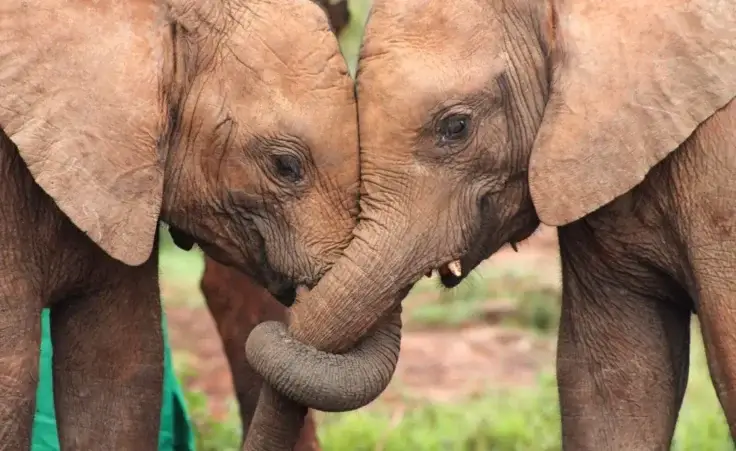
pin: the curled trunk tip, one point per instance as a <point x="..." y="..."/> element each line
<point x="321" y="380"/>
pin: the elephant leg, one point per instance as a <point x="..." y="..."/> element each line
<point x="20" y="342"/>
<point x="718" y="326"/>
<point x="108" y="363"/>
<point x="622" y="358"/>
<point x="238" y="304"/>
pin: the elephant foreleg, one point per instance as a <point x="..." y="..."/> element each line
<point x="108" y="364"/>
<point x="20" y="341"/>
<point x="717" y="317"/>
<point x="622" y="358"/>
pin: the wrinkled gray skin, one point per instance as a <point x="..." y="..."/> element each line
<point x="217" y="117"/>
<point x="611" y="120"/>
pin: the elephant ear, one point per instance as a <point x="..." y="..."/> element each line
<point x="632" y="80"/>
<point x="79" y="98"/>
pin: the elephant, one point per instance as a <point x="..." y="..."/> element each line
<point x="216" y="118"/>
<point x="614" y="122"/>
<point x="237" y="304"/>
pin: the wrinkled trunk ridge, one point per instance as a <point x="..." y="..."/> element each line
<point x="327" y="322"/>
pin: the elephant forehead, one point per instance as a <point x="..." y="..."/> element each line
<point x="419" y="55"/>
<point x="437" y="27"/>
<point x="324" y="120"/>
<point x="409" y="87"/>
<point x="290" y="37"/>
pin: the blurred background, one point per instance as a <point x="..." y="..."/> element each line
<point x="476" y="370"/>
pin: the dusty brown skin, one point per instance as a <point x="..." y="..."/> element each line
<point x="479" y="118"/>
<point x="238" y="304"/>
<point x="216" y="117"/>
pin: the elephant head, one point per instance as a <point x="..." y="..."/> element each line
<point x="234" y="122"/>
<point x="479" y="118"/>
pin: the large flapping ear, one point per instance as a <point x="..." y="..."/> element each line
<point x="632" y="80"/>
<point x="79" y="87"/>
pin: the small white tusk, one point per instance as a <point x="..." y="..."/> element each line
<point x="455" y="268"/>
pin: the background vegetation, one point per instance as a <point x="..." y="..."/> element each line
<point x="516" y="410"/>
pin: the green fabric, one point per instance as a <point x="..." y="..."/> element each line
<point x="175" y="434"/>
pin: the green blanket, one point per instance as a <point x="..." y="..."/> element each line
<point x="176" y="431"/>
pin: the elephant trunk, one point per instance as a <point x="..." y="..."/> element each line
<point x="326" y="381"/>
<point x="318" y="364"/>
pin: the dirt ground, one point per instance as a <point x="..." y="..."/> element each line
<point x="435" y="365"/>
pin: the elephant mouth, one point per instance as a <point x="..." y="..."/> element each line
<point x="286" y="295"/>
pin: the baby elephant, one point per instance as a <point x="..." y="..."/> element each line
<point x="212" y="116"/>
<point x="237" y="304"/>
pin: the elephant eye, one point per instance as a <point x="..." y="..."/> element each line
<point x="288" y="168"/>
<point x="454" y="127"/>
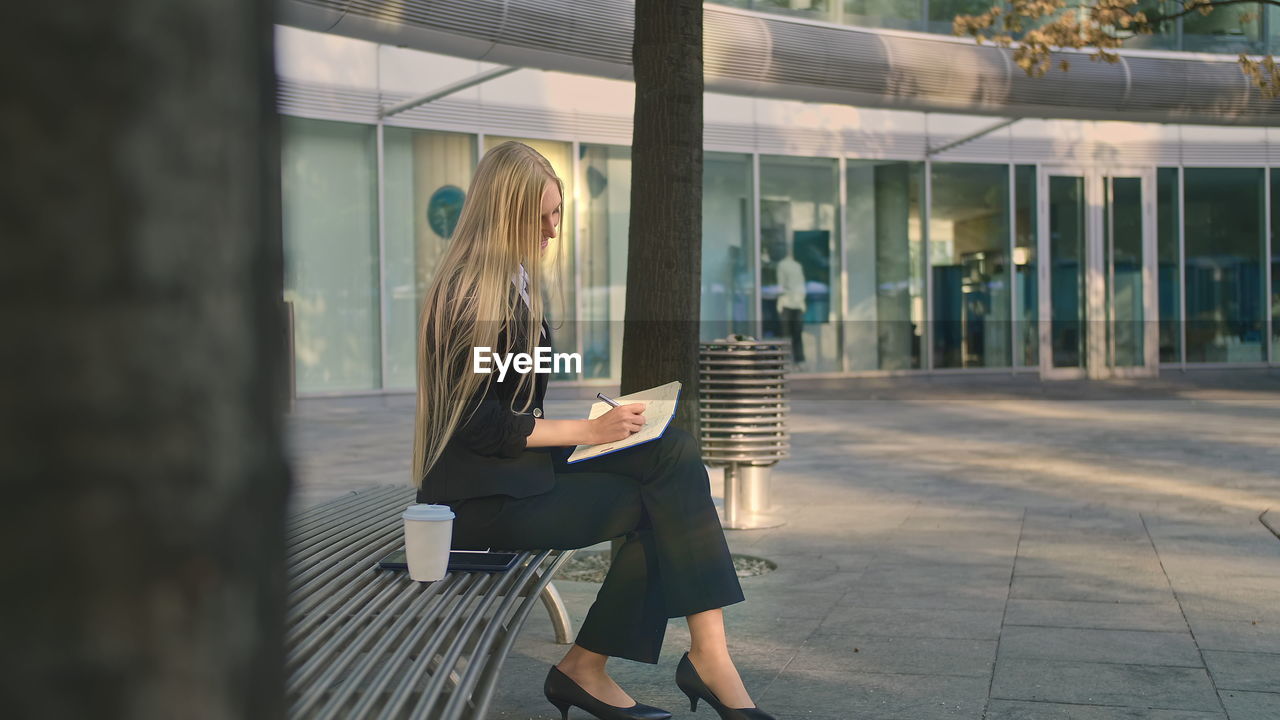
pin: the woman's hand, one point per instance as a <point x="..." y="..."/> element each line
<point x="617" y="423"/>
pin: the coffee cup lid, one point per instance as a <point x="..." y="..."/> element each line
<point x="423" y="511"/>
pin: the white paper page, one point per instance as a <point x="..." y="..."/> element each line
<point x="659" y="406"/>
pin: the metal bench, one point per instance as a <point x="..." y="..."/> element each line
<point x="364" y="642"/>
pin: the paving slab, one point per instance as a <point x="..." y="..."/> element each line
<point x="824" y="695"/>
<point x="1243" y="670"/>
<point x="1105" y="683"/>
<point x="1251" y="706"/>
<point x="1023" y="710"/>
<point x="880" y="655"/>
<point x="1166" y="616"/>
<point x="1134" y="647"/>
<point x="913" y="623"/>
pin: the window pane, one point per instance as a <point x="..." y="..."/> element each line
<point x="1230" y="28"/>
<point x="799" y="278"/>
<point x="728" y="246"/>
<point x="558" y="283"/>
<point x="1275" y="264"/>
<point x="426" y="174"/>
<point x="1224" y="264"/>
<point x="901" y="14"/>
<point x="1024" y="263"/>
<point x="1168" y="218"/>
<point x="969" y="259"/>
<point x="607" y="185"/>
<point x="1123" y="232"/>
<point x="885" y="313"/>
<point x="330" y="246"/>
<point x="1066" y="270"/>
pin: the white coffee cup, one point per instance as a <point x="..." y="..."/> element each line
<point x="428" y="536"/>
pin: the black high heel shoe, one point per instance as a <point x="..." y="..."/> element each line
<point x="563" y="693"/>
<point x="693" y="686"/>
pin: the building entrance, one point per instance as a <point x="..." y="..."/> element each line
<point x="1097" y="279"/>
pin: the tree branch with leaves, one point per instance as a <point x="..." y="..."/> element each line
<point x="1034" y="28"/>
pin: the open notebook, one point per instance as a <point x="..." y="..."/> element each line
<point x="659" y="408"/>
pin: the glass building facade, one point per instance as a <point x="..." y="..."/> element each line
<point x="906" y="265"/>
<point x="1248" y="27"/>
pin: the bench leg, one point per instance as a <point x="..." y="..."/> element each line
<point x="554" y="606"/>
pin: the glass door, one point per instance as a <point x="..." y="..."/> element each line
<point x="1097" y="294"/>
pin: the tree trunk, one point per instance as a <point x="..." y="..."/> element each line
<point x="659" y="341"/>
<point x="142" y="363"/>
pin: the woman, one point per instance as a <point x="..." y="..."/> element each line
<point x="483" y="447"/>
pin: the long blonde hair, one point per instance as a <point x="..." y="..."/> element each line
<point x="469" y="302"/>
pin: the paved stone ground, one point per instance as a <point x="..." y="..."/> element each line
<point x="963" y="547"/>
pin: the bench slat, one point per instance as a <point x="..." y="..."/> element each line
<point x="364" y="642"/>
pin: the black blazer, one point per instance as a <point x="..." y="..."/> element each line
<point x="487" y="454"/>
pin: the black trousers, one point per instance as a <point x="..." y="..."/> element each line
<point x="673" y="561"/>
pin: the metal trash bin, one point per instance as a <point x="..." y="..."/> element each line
<point x="744" y="408"/>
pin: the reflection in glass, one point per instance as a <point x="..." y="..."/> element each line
<point x="330" y="246"/>
<point x="1066" y="270"/>
<point x="1168" y="220"/>
<point x="1166" y="36"/>
<point x="1224" y="264"/>
<point x="1275" y="264"/>
<point x="942" y="13"/>
<point x="425" y="177"/>
<point x="799" y="273"/>
<point x="885" y="263"/>
<point x="607" y="194"/>
<point x="1123" y="249"/>
<point x="558" y="295"/>
<point x="1230" y="28"/>
<point x="901" y="14"/>
<point x="969" y="260"/>
<point x="728" y="246"/>
<point x="1027" y="305"/>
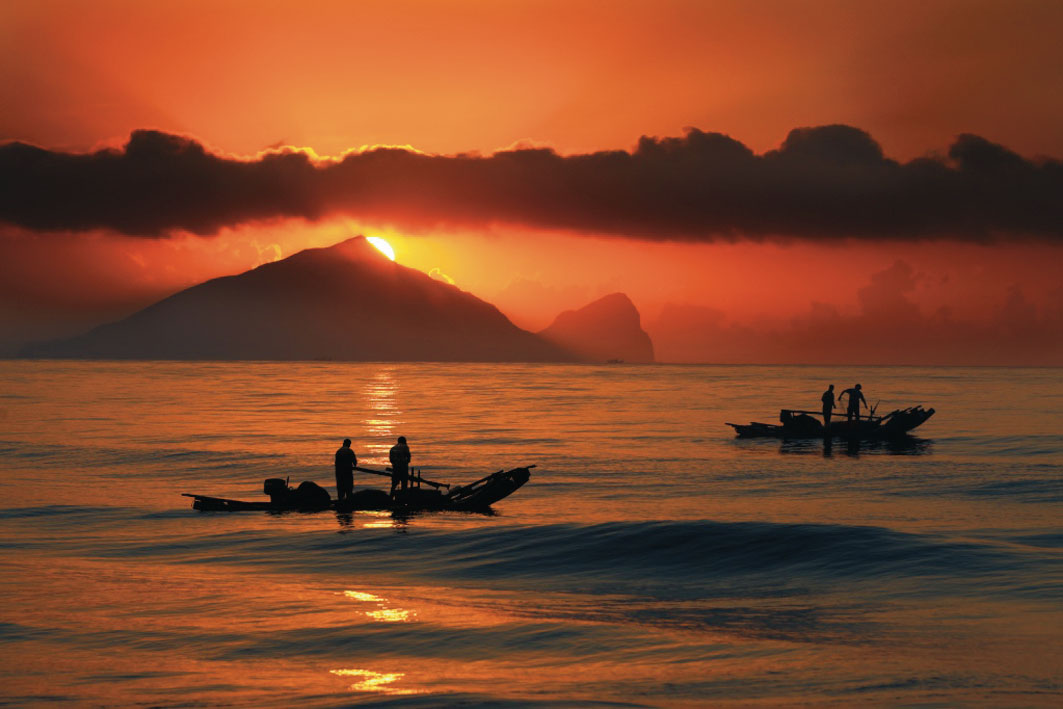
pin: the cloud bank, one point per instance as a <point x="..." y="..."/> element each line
<point x="888" y="328"/>
<point x="823" y="183"/>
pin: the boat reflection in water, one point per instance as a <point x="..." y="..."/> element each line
<point x="854" y="446"/>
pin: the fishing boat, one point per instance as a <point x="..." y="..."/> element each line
<point x="796" y="423"/>
<point x="421" y="494"/>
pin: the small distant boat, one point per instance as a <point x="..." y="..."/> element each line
<point x="308" y="496"/>
<point x="795" y="423"/>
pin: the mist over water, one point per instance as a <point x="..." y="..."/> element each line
<point x="653" y="559"/>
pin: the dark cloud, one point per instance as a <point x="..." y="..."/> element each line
<point x="827" y="182"/>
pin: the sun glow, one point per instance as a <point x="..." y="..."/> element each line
<point x="382" y="246"/>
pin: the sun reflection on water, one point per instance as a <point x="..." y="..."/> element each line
<point x="381" y="613"/>
<point x="380" y="393"/>
<point x="374" y="681"/>
<point x="389" y="614"/>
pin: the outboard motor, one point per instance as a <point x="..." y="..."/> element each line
<point x="277" y="490"/>
<point x="311" y="495"/>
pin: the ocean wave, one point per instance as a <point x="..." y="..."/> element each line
<point x="661" y="558"/>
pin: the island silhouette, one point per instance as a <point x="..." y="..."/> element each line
<point x="347" y="302"/>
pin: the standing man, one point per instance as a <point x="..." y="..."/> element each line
<point x="400" y="465"/>
<point x="828" y="407"/>
<point x="855" y="398"/>
<point x="346" y="460"/>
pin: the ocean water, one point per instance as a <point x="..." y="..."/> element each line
<point x="653" y="559"/>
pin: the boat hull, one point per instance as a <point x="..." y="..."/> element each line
<point x="895" y="424"/>
<point x="476" y="496"/>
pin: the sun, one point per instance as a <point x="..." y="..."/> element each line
<point x="382" y="246"/>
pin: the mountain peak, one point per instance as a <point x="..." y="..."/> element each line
<point x="608" y="328"/>
<point x="346" y="302"/>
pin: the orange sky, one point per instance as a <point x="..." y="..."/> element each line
<point x="476" y="76"/>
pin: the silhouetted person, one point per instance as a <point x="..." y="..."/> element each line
<point x="828" y="407"/>
<point x="346" y="460"/>
<point x="856" y="397"/>
<point x="400" y="465"/>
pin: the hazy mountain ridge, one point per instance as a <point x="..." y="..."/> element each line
<point x="344" y="302"/>
<point x="608" y="328"/>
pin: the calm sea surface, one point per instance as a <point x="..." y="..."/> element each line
<point x="652" y="560"/>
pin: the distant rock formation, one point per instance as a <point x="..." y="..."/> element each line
<point x="346" y="302"/>
<point x="609" y="328"/>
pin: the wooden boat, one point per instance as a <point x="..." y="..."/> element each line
<point x="795" y="423"/>
<point x="475" y="496"/>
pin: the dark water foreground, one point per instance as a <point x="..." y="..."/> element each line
<point x="653" y="560"/>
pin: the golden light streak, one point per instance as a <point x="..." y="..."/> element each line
<point x="382" y="246"/>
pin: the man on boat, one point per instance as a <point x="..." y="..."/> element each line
<point x="856" y="397"/>
<point x="400" y="465"/>
<point x="346" y="460"/>
<point x="828" y="406"/>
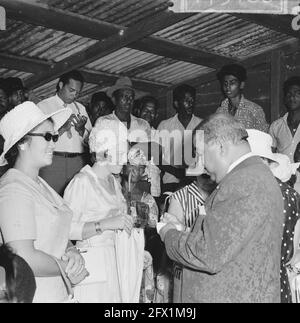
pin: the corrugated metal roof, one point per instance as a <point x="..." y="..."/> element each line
<point x="122" y="61"/>
<point x="13" y="73"/>
<point x="175" y="72"/>
<point x="221" y="34"/>
<point x="121" y="12"/>
<point x="224" y="35"/>
<point x="39" y="42"/>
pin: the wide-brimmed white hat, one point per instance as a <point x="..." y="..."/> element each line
<point x="261" y="145"/>
<point x="121" y="83"/>
<point x="22" y="119"/>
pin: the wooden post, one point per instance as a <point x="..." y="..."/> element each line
<point x="276" y="77"/>
<point x="170" y="110"/>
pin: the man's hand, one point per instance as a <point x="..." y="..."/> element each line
<point x="75" y="261"/>
<point x="67" y="127"/>
<point x="163" y="231"/>
<point x="79" y="123"/>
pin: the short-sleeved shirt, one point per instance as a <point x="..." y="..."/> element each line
<point x="250" y="114"/>
<point x="190" y="200"/>
<point x="283" y="140"/>
<point x="139" y="130"/>
<point x="72" y="143"/>
<point x="170" y="151"/>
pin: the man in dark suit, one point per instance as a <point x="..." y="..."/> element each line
<point x="233" y="254"/>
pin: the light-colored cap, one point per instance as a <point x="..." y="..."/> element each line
<point x="121" y="83"/>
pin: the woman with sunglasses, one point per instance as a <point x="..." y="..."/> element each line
<point x="34" y="220"/>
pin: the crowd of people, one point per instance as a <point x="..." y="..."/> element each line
<point x="97" y="203"/>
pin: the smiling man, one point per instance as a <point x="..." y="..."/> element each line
<point x="232" y="79"/>
<point x="70" y="151"/>
<point x="183" y="123"/>
<point x="123" y="95"/>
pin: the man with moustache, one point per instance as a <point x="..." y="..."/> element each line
<point x="70" y="153"/>
<point x="232" y="254"/>
<point x="123" y="94"/>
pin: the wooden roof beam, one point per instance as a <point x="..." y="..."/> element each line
<point x="42" y="15"/>
<point x="279" y="23"/>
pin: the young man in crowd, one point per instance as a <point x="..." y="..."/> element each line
<point x="148" y="110"/>
<point x="123" y="94"/>
<point x="232" y="79"/>
<point x="233" y="254"/>
<point x="70" y="152"/>
<point x="181" y="125"/>
<point x="286" y="131"/>
<point x="16" y="92"/>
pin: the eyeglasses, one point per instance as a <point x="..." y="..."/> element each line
<point x="47" y="136"/>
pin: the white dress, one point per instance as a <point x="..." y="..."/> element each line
<point x="90" y="200"/>
<point x="29" y="211"/>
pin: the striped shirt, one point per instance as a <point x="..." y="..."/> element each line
<point x="190" y="200"/>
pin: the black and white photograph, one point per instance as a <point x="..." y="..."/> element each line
<point x="149" y="154"/>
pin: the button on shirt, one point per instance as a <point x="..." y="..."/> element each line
<point x="171" y="150"/>
<point x="239" y="161"/>
<point x="139" y="130"/>
<point x="284" y="142"/>
<point x="250" y="114"/>
<point x="66" y="143"/>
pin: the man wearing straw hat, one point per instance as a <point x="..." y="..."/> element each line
<point x="233" y="253"/>
<point x="122" y="94"/>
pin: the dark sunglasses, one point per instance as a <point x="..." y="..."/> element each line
<point x="47" y="136"/>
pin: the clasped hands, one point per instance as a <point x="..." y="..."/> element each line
<point x="120" y="221"/>
<point x="75" y="269"/>
<point x="77" y="121"/>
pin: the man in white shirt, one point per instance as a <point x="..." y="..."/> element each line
<point x="70" y="152"/>
<point x="122" y="94"/>
<point x="233" y="253"/>
<point x="286" y="131"/>
<point x="180" y="127"/>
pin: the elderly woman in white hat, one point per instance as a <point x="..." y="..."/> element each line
<point x="100" y="209"/>
<point x="282" y="169"/>
<point x="34" y="219"/>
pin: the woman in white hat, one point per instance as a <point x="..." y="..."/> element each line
<point x="100" y="209"/>
<point x="34" y="219"/>
<point x="282" y="169"/>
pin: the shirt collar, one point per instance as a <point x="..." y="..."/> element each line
<point x="242" y="101"/>
<point x="239" y="161"/>
<point x="61" y="102"/>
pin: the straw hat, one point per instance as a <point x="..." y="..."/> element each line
<point x="22" y="119"/>
<point x="121" y="83"/>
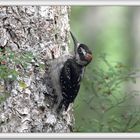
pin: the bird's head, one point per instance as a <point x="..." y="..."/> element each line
________
*GIVEN EXERCISE*
Reproduce the lines above, exactly and exclusively, from the line containing "pin: the dark sunglasses, one" down to the last line, both included; pictures are not part of the copy.

*OUTPUT FOR THIS EXERCISE*
pin: the dark sunglasses, one point per instance as a <point x="..." y="..."/> element each line
<point x="47" y="136"/>
pin: the clasped hands, one point per instance as a <point x="..." y="..."/> element each line
<point x="120" y="221"/>
<point x="75" y="269"/>
<point x="77" y="121"/>
pin: the man in white shirt, one point per instance as a <point x="..." y="..."/> element each line
<point x="70" y="152"/>
<point x="122" y="94"/>
<point x="233" y="253"/>
<point x="286" y="131"/>
<point x="180" y="127"/>
pin: the elderly woman in white hat, one point per instance as a <point x="..." y="..."/> element each line
<point x="100" y="209"/>
<point x="282" y="169"/>
<point x="34" y="219"/>
pin: the woman in white hat, one point per instance as a <point x="..." y="..."/> element each line
<point x="100" y="209"/>
<point x="34" y="219"/>
<point x="282" y="169"/>
pin: the shirt collar, one point per instance as a <point x="..." y="..."/> element each line
<point x="242" y="101"/>
<point x="239" y="161"/>
<point x="61" y="102"/>
pin: the straw hat, one point per instance as a <point x="..." y="..."/> element each line
<point x="22" y="119"/>
<point x="121" y="83"/>
pin: the bird's head, one point per instance as a <point x="..." y="..."/> element each line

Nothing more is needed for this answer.